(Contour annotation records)
########################################
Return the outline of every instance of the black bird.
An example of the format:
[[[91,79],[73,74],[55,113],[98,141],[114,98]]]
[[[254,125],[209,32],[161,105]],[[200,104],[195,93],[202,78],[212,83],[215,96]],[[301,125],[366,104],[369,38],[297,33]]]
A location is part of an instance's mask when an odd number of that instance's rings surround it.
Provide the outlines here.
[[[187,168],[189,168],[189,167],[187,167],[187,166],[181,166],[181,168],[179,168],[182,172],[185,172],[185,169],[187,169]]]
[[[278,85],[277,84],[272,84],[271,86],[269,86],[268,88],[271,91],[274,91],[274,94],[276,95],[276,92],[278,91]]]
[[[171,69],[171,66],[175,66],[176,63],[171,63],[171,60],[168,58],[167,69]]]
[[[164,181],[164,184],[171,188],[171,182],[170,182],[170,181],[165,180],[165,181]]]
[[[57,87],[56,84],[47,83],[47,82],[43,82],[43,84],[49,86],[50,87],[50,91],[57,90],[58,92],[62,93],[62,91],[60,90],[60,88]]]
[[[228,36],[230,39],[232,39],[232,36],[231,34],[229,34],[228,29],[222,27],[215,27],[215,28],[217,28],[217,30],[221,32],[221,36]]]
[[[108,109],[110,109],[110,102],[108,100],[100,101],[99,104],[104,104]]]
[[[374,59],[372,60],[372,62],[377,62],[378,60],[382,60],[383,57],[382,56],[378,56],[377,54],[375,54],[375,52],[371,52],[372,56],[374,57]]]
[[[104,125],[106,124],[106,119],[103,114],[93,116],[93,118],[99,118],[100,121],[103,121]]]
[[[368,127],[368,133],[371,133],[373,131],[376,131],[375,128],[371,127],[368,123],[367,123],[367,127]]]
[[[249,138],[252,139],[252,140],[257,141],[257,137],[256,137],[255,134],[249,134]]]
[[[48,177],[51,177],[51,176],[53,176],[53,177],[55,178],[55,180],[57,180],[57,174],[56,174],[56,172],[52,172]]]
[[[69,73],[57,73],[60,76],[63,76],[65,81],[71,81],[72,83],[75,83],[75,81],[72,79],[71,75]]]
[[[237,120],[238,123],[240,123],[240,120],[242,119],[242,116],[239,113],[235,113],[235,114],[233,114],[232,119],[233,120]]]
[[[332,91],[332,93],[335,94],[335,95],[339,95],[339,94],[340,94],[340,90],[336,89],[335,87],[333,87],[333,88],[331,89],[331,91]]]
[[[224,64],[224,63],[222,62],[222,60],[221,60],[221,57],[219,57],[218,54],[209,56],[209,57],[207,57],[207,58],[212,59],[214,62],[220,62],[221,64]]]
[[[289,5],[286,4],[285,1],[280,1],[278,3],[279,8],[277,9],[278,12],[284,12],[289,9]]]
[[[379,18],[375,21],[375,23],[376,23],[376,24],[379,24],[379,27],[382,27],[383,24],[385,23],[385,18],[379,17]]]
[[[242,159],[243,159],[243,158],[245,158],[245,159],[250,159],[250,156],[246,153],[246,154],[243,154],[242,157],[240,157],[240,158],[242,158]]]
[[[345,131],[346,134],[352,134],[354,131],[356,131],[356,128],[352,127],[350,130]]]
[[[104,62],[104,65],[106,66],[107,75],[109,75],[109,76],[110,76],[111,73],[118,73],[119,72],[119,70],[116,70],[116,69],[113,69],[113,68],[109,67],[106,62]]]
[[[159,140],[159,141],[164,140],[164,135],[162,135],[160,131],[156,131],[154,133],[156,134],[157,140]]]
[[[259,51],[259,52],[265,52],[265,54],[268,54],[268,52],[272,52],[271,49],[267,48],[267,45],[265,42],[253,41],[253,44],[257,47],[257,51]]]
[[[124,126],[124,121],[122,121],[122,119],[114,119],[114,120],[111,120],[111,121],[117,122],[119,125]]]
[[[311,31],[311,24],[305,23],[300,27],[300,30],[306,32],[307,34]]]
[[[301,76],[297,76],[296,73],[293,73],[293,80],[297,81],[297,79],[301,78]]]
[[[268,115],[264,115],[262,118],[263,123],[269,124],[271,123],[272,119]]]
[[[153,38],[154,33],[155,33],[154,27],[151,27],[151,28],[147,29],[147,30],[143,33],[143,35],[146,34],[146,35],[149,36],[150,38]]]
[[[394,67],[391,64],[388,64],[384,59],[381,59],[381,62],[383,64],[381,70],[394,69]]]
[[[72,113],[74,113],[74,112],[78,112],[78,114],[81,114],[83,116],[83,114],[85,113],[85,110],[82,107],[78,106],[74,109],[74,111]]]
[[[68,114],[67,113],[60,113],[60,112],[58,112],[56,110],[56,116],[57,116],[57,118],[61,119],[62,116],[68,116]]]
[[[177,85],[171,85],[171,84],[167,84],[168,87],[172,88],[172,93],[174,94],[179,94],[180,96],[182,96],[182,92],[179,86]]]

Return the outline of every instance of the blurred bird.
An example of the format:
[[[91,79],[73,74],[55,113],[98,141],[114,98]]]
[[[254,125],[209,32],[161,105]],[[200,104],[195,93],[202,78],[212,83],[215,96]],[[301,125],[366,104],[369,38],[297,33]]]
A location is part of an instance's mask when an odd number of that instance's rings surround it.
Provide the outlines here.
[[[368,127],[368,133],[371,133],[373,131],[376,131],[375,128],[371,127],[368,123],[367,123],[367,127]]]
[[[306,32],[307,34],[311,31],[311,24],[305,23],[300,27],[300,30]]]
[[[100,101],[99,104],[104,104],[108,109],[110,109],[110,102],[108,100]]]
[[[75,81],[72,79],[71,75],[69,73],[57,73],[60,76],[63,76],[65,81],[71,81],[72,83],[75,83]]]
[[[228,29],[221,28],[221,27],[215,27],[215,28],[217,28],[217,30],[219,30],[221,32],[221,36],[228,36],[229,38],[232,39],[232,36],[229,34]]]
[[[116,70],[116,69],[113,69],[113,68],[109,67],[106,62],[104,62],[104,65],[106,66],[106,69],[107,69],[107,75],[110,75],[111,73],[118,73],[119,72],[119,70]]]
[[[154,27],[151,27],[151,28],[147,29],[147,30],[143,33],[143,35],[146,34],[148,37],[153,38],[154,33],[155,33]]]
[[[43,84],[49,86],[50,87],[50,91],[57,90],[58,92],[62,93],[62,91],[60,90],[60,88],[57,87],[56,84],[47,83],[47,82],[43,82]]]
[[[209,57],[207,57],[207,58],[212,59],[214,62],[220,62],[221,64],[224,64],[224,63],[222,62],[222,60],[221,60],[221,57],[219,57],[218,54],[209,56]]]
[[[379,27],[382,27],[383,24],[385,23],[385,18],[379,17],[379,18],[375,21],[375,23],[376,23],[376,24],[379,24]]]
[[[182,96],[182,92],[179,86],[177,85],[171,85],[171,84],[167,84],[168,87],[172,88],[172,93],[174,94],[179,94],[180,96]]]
########################################
Reproduce each of the records above verbatim, leaving every line unchanged.

Return the outline of every instance of the black bird.
An example of the format:
[[[91,79],[73,74],[55,113],[98,141],[114,98]]]
[[[254,125],[209,32],[161,105]],[[200,104],[195,93],[202,78],[212,83],[215,96]],[[301,125],[366,104],[369,38],[297,33]]]
A location is part of an instance's mask when an odd number of that instance's rings surround it.
Provide the outlines here.
[[[187,168],[189,168],[189,167],[187,167],[187,166],[181,166],[181,168],[179,168],[182,172],[185,172],[185,169],[187,169]]]
[[[278,85],[277,84],[272,84],[271,86],[269,86],[268,88],[271,91],[274,91],[274,94],[276,95],[276,92],[278,91]]]
[[[171,69],[171,66],[175,66],[176,63],[171,63],[171,60],[168,58],[167,69]]]
[[[164,181],[164,184],[171,188],[171,182],[170,182],[170,181],[165,180],[165,181]]]
[[[57,87],[56,84],[47,83],[47,82],[43,82],[43,84],[49,86],[50,87],[50,91],[57,90],[58,92],[62,93],[62,91],[60,90],[60,88]]]
[[[228,36],[230,39],[232,39],[232,36],[231,34],[229,34],[228,29],[222,27],[215,27],[215,28],[217,28],[217,30],[221,32],[221,36]]]
[[[108,109],[110,109],[110,102],[108,100],[100,101],[99,104],[104,104]]]
[[[374,59],[372,60],[372,62],[377,62],[378,60],[382,60],[383,57],[382,56],[378,56],[377,54],[375,54],[375,52],[371,52],[372,56],[374,57]]]
[[[104,125],[106,124],[106,119],[103,114],[93,116],[93,118],[99,118],[100,121],[103,121]]]
[[[368,127],[368,133],[371,133],[373,131],[376,131],[375,128],[371,127],[368,123],[367,123],[367,127]]]
[[[249,138],[252,139],[252,140],[257,141],[257,137],[256,137],[255,134],[249,134]]]
[[[48,177],[51,177],[51,176],[53,176],[53,177],[55,178],[55,180],[57,180],[57,174],[56,174],[56,172],[52,172]]]
[[[69,73],[57,73],[60,76],[63,76],[65,81],[71,81],[72,83],[75,83],[75,81],[72,79],[71,75]]]
[[[237,120],[238,123],[240,123],[240,120],[242,119],[242,116],[239,113],[235,113],[235,114],[233,114],[232,119],[233,120]]]
[[[332,91],[332,93],[335,94],[335,95],[339,95],[339,94],[340,94],[340,90],[336,89],[335,87],[333,87],[333,88],[331,89],[331,91]]]
[[[224,64],[224,63],[222,62],[222,60],[221,60],[221,57],[219,57],[218,54],[209,56],[209,57],[207,57],[207,58],[212,59],[214,62],[220,62],[221,64]]]
[[[289,5],[286,4],[285,1],[280,1],[278,3],[279,8],[277,9],[278,12],[284,12],[289,9]]]
[[[379,18],[375,21],[375,23],[376,23],[376,24],[379,24],[379,27],[382,27],[383,24],[385,23],[385,18],[379,17]]]
[[[242,159],[243,159],[243,158],[245,158],[245,159],[250,159],[250,156],[246,153],[246,154],[243,154],[242,157],[240,157],[240,158],[242,158]]]
[[[345,131],[346,134],[352,134],[354,131],[356,131],[356,128],[352,127],[350,130]]]
[[[104,62],[104,65],[106,66],[107,75],[109,75],[109,76],[110,76],[111,73],[118,73],[119,72],[119,70],[116,70],[116,69],[113,69],[113,68],[109,67],[106,62]]]
[[[159,140],[159,141],[164,140],[164,135],[162,135],[160,131],[156,131],[154,133],[156,134],[157,140]]]
[[[259,51],[259,52],[265,52],[265,54],[268,54],[268,52],[272,52],[271,49],[267,48],[267,45],[265,42],[253,41],[253,44],[257,47],[257,51]]]
[[[124,126],[124,121],[122,121],[122,119],[114,119],[114,120],[111,120],[111,121],[117,122],[119,125]]]
[[[311,31],[311,24],[305,23],[300,27],[300,30],[306,32],[307,34]]]
[[[301,76],[297,76],[296,73],[293,73],[293,80],[297,81],[297,79],[301,78]]]
[[[268,115],[264,115],[262,118],[263,123],[269,124],[271,123],[272,119]]]
[[[153,38],[154,33],[155,33],[154,27],[151,27],[151,28],[147,29],[147,30],[143,33],[143,35],[146,34],[146,35],[149,36],[150,38]]]
[[[394,67],[391,64],[388,64],[384,59],[381,59],[381,62],[383,64],[381,70],[394,69]]]
[[[72,113],[74,113],[74,112],[78,112],[78,114],[81,114],[83,116],[83,114],[85,113],[85,110],[82,107],[78,106],[74,109],[74,111]]]
[[[68,114],[67,113],[60,113],[60,112],[58,112],[56,110],[56,116],[57,116],[57,118],[61,119],[62,116],[68,116]]]
[[[177,85],[171,85],[171,84],[167,84],[168,87],[172,88],[172,93],[174,94],[179,94],[180,96],[182,96],[182,92],[179,86]]]

Return the outline of every instance of the blurred bird.
An example of the format:
[[[91,79],[73,74],[55,113],[98,141],[114,98]]]
[[[254,125],[209,32],[161,105]],[[200,104],[195,93],[202,78],[212,83],[215,96]],[[301,125],[366,104],[369,38],[297,33]]]
A location is part of an instance's mask when an odd number of that instance's rings surround it.
Provide the outlines here.
[[[368,127],[368,133],[371,133],[373,131],[376,131],[375,128],[371,127],[368,123],[367,123],[367,127]]]
[[[306,32],[307,34],[311,31],[311,24],[305,23],[300,27],[300,30]]]
[[[100,101],[99,104],[104,104],[108,109],[110,109],[110,102],[108,100]]]
[[[75,81],[72,79],[71,75],[69,73],[57,73],[60,76],[63,76],[65,81],[71,81],[72,83],[75,83]]]
[[[228,29],[221,28],[221,27],[215,27],[215,28],[217,28],[217,30],[219,30],[221,32],[221,36],[228,36],[229,38],[232,39],[232,36],[229,34]]]
[[[116,70],[116,69],[113,69],[113,68],[109,67],[106,62],[104,62],[104,65],[106,66],[106,69],[107,69],[107,75],[110,75],[111,73],[118,73],[119,72],[119,70]]]
[[[154,27],[151,27],[151,28],[147,29],[147,30],[143,33],[143,35],[146,34],[148,37],[153,38],[154,33],[155,33]]]
[[[43,84],[49,86],[50,87],[50,91],[57,90],[58,92],[62,93],[62,91],[60,90],[60,88],[57,87],[56,84],[47,83],[47,82],[43,82]]]
[[[209,57],[207,57],[207,58],[212,59],[214,62],[220,62],[221,64],[224,64],[224,63],[222,62],[222,60],[221,60],[221,57],[219,57],[218,54],[209,56]]]
[[[379,27],[382,27],[383,24],[385,23],[385,18],[379,17],[379,18],[375,21],[375,23],[376,23],[376,24],[379,24]]]
[[[182,96],[182,92],[179,86],[177,85],[171,85],[171,84],[167,84],[168,87],[172,88],[172,93],[174,94],[179,94],[180,96]]]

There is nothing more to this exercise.